◆ About this task ◆
Note the line where "Return one point per instance of the table" appears in the data below; write it out exactly, along with every line that comes after it to the end.

Items from a dataset
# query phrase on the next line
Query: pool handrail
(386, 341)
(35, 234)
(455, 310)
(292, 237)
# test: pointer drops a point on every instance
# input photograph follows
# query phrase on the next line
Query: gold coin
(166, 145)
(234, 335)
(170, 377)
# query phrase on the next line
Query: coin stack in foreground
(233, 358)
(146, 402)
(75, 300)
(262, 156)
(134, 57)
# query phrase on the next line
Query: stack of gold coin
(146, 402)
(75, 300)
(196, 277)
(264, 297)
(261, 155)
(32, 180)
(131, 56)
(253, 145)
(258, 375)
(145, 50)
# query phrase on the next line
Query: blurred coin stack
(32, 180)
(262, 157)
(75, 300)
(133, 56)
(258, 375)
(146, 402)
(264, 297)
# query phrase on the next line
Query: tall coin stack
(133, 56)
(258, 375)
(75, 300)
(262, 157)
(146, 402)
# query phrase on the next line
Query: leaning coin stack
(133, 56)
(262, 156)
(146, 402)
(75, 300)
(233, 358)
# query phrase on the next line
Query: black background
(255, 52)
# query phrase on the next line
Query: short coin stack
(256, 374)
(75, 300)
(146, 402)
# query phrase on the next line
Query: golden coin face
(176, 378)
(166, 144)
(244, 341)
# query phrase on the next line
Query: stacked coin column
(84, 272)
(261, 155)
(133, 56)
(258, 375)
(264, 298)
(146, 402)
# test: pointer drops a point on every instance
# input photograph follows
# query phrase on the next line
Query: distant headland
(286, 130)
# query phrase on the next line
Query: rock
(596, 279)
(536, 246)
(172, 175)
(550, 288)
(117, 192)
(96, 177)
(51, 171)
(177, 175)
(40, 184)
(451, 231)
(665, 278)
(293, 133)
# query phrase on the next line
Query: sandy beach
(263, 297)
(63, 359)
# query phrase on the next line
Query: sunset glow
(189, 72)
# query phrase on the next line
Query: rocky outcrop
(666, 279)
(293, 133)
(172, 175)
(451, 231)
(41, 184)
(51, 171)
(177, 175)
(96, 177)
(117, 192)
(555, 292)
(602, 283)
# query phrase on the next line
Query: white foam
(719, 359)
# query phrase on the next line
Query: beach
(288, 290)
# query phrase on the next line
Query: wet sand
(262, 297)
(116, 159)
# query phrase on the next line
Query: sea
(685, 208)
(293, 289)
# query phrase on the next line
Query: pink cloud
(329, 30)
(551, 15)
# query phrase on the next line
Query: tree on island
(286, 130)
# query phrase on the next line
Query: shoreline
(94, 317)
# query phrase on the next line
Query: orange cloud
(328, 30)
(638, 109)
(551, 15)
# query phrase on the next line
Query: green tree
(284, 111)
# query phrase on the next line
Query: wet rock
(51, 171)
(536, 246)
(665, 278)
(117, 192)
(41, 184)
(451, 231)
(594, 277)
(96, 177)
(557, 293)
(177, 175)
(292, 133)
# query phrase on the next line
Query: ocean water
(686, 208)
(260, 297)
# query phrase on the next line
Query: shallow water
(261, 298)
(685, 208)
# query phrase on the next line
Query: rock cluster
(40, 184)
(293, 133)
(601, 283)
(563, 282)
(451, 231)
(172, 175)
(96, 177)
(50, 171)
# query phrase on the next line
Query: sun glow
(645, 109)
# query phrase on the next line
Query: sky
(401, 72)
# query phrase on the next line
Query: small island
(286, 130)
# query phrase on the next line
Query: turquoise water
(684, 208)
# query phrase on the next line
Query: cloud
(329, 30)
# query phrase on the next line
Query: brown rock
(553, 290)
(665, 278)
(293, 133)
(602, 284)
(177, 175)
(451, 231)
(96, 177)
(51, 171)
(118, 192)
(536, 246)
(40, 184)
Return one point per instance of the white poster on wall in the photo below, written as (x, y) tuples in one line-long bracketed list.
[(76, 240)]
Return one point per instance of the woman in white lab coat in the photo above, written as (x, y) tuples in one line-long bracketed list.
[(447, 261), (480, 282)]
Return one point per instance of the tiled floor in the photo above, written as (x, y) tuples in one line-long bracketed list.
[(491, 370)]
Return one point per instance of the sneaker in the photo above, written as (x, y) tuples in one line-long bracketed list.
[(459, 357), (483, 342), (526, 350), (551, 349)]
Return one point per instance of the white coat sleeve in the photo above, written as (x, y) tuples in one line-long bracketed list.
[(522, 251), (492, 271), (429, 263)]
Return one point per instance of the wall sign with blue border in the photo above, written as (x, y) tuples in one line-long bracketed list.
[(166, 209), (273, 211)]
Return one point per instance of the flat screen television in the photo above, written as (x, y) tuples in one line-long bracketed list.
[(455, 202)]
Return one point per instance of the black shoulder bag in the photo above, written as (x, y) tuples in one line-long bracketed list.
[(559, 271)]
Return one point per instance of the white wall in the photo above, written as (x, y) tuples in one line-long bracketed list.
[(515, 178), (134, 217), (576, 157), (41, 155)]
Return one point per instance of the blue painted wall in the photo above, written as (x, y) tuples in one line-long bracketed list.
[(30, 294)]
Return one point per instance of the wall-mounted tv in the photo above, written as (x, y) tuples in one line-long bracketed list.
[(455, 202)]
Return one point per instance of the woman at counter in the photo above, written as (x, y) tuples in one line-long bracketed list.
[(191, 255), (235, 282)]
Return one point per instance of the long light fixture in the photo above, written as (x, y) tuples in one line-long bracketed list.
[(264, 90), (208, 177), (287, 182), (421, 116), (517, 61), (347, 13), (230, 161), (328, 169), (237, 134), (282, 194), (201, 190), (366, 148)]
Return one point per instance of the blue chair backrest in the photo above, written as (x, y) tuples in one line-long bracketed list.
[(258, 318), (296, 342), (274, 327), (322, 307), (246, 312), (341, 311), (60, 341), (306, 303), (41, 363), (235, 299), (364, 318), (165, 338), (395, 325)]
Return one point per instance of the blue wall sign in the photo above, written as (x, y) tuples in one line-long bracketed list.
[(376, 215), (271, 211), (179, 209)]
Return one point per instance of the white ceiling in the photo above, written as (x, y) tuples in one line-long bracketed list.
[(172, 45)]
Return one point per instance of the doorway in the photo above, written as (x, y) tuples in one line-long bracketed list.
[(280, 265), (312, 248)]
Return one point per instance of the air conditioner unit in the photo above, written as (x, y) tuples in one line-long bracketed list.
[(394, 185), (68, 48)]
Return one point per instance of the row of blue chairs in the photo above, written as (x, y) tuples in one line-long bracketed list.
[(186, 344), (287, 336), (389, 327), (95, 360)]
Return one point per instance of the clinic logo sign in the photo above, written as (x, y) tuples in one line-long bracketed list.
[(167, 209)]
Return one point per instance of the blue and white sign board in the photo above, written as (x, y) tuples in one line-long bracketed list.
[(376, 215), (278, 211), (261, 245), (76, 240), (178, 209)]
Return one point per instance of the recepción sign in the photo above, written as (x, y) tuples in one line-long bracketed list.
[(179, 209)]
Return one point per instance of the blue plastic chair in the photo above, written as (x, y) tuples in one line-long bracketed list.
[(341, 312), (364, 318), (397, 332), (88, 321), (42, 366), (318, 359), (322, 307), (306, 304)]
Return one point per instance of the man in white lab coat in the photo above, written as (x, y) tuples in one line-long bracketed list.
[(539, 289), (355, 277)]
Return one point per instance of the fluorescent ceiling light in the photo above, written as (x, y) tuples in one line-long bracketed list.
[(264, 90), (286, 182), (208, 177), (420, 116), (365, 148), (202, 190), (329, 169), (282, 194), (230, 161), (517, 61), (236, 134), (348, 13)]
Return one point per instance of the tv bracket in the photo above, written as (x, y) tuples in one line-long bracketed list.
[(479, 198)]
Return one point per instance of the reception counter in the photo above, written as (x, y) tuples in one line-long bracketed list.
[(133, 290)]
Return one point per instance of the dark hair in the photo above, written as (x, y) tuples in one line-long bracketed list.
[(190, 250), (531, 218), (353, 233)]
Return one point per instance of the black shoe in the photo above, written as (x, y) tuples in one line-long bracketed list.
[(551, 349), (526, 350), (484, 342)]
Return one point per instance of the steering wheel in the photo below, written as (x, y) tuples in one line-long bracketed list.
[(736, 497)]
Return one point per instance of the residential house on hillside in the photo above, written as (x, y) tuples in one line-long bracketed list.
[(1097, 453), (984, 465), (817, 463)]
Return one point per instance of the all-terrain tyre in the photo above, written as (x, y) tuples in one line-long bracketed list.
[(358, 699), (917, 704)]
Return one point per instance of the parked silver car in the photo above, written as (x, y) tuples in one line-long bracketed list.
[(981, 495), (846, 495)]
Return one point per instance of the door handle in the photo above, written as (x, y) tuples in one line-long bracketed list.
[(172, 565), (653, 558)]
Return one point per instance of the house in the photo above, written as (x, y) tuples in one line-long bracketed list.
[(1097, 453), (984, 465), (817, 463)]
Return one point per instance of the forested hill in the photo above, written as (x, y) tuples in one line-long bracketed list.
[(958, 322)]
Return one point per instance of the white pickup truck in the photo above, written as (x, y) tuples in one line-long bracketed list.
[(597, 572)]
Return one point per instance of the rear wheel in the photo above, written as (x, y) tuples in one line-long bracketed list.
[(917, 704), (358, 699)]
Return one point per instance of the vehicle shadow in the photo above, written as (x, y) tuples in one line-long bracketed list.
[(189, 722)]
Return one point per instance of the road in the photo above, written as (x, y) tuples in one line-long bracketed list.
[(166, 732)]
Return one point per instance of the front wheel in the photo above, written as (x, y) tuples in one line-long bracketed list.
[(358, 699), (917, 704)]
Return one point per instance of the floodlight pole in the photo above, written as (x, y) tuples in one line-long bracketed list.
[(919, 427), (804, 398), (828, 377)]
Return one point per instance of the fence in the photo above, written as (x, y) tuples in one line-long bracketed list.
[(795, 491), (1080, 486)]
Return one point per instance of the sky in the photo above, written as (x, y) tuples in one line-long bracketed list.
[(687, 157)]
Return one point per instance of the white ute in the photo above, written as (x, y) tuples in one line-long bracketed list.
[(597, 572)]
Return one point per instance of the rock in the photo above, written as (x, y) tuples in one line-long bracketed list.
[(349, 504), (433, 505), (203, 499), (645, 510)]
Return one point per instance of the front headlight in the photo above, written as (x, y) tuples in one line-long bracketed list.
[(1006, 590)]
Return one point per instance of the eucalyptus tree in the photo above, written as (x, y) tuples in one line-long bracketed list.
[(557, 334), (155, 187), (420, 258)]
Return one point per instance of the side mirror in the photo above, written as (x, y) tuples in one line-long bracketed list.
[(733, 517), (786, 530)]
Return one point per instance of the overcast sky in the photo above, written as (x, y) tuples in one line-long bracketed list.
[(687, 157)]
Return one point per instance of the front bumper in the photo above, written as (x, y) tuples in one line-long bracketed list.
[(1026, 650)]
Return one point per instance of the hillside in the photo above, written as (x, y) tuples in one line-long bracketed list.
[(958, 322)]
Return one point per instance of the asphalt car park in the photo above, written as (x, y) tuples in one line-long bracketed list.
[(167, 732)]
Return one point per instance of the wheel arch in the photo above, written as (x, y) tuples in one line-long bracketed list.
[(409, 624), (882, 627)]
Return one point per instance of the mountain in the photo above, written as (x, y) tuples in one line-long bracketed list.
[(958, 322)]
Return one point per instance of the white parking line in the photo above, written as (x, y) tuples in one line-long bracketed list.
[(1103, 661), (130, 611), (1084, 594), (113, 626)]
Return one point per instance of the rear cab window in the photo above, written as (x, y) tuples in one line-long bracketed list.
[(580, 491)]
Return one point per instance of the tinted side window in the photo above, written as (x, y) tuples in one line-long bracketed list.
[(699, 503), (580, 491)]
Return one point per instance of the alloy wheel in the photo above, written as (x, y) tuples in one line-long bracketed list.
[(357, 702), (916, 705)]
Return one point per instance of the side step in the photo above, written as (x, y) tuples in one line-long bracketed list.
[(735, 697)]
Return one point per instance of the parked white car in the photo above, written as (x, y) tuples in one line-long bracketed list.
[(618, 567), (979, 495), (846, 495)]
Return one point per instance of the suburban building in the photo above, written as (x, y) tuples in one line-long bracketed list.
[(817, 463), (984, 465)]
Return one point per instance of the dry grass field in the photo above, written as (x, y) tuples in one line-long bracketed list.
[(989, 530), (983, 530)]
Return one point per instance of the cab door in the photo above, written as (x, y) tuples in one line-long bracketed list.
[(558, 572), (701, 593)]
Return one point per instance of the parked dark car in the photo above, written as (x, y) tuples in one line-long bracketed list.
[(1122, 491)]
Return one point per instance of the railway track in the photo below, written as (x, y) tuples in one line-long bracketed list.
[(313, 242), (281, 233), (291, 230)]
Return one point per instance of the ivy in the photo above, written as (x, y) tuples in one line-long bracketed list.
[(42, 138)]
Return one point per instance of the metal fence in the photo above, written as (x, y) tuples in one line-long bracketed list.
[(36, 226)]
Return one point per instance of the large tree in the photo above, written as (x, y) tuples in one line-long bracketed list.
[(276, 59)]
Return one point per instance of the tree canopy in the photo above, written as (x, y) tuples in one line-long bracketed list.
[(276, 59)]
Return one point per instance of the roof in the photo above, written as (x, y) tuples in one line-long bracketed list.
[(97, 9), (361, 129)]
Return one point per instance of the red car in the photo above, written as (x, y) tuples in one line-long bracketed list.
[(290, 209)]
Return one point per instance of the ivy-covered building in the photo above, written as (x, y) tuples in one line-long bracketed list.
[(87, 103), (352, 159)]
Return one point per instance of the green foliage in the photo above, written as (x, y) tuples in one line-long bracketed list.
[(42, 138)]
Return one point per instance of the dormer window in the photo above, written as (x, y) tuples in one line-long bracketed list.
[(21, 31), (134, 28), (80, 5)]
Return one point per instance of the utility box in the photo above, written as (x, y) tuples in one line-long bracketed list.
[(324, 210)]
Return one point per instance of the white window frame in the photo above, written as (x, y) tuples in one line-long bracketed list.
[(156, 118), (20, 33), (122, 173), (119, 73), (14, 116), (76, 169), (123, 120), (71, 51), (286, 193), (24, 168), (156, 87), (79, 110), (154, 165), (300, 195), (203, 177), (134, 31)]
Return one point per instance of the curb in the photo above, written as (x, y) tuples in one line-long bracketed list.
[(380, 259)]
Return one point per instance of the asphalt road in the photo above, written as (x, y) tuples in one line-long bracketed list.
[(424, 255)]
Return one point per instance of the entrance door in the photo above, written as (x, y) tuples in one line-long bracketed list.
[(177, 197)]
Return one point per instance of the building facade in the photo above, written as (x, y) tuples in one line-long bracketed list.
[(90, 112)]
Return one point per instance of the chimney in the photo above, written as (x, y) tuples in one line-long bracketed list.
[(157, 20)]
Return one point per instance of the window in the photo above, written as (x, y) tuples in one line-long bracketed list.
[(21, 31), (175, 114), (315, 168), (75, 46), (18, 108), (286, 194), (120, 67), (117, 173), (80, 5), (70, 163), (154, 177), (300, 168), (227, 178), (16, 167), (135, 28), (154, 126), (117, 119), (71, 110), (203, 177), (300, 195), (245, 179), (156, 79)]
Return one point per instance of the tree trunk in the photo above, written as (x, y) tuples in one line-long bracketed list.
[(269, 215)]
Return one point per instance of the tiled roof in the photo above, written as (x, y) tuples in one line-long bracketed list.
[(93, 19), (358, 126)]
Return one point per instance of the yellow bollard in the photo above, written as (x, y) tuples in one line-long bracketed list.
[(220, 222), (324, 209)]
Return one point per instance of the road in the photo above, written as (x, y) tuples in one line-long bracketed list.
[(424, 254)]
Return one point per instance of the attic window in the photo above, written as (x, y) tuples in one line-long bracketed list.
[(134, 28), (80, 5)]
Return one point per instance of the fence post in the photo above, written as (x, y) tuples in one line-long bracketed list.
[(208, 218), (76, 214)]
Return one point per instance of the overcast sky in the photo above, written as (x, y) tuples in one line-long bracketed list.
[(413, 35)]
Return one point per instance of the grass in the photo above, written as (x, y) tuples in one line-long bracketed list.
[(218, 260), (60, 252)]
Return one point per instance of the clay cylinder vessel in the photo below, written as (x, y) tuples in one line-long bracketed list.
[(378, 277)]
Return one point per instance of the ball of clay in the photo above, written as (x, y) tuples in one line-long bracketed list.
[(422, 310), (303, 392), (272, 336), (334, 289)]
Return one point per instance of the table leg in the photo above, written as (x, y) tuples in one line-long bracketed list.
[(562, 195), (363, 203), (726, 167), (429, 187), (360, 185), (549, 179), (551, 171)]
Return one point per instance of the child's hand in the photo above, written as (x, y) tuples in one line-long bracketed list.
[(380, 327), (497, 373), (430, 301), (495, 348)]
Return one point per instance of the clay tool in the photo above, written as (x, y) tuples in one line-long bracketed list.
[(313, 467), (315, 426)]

◆ Written solution ◆
Return one point per instance of the table leg in the photo above, written as (x, y) tuples in one line-long bracketed list.
[(562, 195), (363, 203), (726, 167), (429, 187), (360, 185), (549, 179), (551, 171)]
Return one point per instance of the child's hand in the photo above, written as (x, y) tuples in one line-long bracketed list.
[(380, 327), (497, 373), (430, 301), (495, 348)]
Return one point per instance of the clay tool in the photo above, written as (x, y) tuples in one line-long bracketed list.
[(313, 467), (315, 426)]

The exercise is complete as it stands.